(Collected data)
====

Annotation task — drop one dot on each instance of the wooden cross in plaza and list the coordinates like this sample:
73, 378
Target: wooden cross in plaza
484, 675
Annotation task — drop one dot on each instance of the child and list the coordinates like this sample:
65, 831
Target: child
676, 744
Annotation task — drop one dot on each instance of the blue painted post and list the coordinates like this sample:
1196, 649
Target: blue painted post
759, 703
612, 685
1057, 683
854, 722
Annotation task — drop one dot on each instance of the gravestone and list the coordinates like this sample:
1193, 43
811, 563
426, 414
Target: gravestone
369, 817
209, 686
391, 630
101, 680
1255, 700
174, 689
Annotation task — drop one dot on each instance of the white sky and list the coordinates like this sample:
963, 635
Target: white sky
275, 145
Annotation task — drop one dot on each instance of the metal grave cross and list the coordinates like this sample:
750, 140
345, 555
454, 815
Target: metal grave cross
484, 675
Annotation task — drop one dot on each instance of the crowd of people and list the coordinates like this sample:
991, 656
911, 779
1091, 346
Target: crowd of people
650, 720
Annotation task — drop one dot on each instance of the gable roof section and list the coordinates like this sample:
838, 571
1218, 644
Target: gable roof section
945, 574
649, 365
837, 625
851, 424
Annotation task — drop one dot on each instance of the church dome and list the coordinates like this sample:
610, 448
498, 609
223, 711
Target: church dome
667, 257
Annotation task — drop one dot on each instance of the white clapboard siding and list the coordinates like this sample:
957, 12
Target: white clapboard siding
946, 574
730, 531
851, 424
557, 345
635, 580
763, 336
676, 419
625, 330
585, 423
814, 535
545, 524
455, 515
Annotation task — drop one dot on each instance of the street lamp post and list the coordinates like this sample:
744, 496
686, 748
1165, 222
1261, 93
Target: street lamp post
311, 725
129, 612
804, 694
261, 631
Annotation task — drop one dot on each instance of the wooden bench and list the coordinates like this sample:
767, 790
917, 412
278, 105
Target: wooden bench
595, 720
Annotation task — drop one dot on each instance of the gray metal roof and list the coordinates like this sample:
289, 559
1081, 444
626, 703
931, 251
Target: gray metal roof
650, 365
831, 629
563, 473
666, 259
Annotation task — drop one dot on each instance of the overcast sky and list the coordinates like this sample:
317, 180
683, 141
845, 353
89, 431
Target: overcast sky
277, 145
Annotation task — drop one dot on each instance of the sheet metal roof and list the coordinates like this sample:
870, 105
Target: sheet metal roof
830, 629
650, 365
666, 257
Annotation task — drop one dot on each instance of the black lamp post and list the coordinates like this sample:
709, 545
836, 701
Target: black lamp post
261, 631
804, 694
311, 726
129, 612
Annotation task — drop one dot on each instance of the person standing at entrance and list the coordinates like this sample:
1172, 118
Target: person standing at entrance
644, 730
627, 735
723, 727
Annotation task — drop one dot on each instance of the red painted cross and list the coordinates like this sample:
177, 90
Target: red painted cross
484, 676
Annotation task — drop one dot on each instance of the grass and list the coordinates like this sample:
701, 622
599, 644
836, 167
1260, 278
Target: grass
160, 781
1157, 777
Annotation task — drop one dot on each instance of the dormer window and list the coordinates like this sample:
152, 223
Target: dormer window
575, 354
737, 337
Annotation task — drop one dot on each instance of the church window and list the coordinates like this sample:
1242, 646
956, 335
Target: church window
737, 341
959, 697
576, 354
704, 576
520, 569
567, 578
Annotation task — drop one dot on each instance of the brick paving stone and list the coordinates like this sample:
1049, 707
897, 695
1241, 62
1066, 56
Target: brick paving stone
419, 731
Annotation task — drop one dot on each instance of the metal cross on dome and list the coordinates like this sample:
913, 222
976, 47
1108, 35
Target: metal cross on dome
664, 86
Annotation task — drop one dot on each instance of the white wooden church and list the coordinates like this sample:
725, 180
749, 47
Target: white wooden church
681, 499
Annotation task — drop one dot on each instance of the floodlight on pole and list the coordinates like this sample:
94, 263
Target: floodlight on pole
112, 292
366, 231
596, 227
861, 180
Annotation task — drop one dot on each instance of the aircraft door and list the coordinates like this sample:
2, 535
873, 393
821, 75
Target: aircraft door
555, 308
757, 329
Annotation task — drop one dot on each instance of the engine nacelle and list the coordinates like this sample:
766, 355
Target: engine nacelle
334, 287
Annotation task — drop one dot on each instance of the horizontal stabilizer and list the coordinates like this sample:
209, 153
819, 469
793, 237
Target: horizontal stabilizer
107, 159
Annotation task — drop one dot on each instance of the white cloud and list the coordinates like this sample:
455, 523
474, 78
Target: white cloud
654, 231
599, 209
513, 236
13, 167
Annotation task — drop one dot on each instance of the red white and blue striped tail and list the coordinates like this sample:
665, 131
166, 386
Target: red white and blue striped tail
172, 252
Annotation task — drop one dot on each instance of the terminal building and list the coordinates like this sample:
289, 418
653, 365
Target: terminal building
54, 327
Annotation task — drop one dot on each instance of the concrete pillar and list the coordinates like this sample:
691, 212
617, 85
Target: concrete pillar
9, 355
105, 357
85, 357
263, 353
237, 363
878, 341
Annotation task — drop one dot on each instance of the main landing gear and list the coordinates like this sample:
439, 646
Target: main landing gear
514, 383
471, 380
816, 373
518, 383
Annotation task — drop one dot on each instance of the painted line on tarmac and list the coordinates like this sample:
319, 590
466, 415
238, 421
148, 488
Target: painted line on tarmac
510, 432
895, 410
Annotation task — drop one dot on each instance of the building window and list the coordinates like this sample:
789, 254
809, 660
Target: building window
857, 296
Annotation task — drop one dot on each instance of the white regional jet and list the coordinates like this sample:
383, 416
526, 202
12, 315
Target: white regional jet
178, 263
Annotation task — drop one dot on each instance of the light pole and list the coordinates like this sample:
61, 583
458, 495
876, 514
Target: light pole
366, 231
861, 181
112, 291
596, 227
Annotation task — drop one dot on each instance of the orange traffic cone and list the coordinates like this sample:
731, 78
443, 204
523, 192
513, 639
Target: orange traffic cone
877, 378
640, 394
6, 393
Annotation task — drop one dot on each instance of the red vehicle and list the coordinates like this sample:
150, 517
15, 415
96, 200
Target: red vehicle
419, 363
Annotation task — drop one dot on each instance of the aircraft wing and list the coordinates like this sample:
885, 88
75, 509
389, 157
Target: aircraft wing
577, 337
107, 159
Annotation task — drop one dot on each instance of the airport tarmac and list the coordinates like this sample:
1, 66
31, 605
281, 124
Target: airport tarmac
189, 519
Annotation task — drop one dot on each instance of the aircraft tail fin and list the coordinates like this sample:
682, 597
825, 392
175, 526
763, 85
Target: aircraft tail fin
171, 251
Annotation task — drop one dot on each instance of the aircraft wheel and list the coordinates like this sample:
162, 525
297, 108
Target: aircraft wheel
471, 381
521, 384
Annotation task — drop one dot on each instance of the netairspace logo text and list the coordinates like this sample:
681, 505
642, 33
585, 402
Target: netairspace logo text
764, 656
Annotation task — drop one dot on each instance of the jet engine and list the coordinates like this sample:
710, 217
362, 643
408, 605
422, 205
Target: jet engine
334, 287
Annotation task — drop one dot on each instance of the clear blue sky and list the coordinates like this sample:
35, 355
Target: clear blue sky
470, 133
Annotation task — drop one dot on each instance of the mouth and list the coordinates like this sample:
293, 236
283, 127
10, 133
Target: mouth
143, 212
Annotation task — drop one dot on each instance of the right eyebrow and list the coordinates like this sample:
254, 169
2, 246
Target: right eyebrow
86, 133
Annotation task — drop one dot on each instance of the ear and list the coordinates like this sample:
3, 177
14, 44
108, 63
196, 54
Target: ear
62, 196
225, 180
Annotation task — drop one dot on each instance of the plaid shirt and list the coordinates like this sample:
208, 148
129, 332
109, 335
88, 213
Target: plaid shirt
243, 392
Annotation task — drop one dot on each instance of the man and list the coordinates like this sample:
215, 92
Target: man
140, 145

====

**Exercise instructions:** Retype nothing except the lines from the line holding "the jet engine" through the last line of the entries, both included.

**Exercise output:**
Annotation task — drop one dot on each instance of the jet engine and list the coordinates like this sample:
710, 217
362, 643
408, 605
422, 205
Target: jet engine
334, 287
Annotation task — drop one dot on each instance of the clear blue sky and list the coordinates like this sample:
35, 355
Target: clear blue sky
470, 133
Annotation task — drop one dot on each instance of the mouth and list the coordinates like this sample:
293, 236
283, 127
10, 133
Target: mouth
143, 212
Annotation task — drop one dot on each instance of the right eyebrow and list the coordinates like this sample:
254, 169
2, 246
Target: right eyebrow
86, 133
Annotation task — drop one dot on each instance of the ear and list the coordinates like this sample:
3, 177
14, 44
108, 63
196, 54
Target: ear
62, 196
225, 180
Annotation task — drop one dot on each instance of the plaid shirt and list the coordinates like this sample:
208, 148
129, 332
109, 335
88, 213
Target: plaid shirt
243, 392
Annotation task — drop one dot on each instance of the man and list the coordinates like this sample:
215, 92
Target: man
140, 145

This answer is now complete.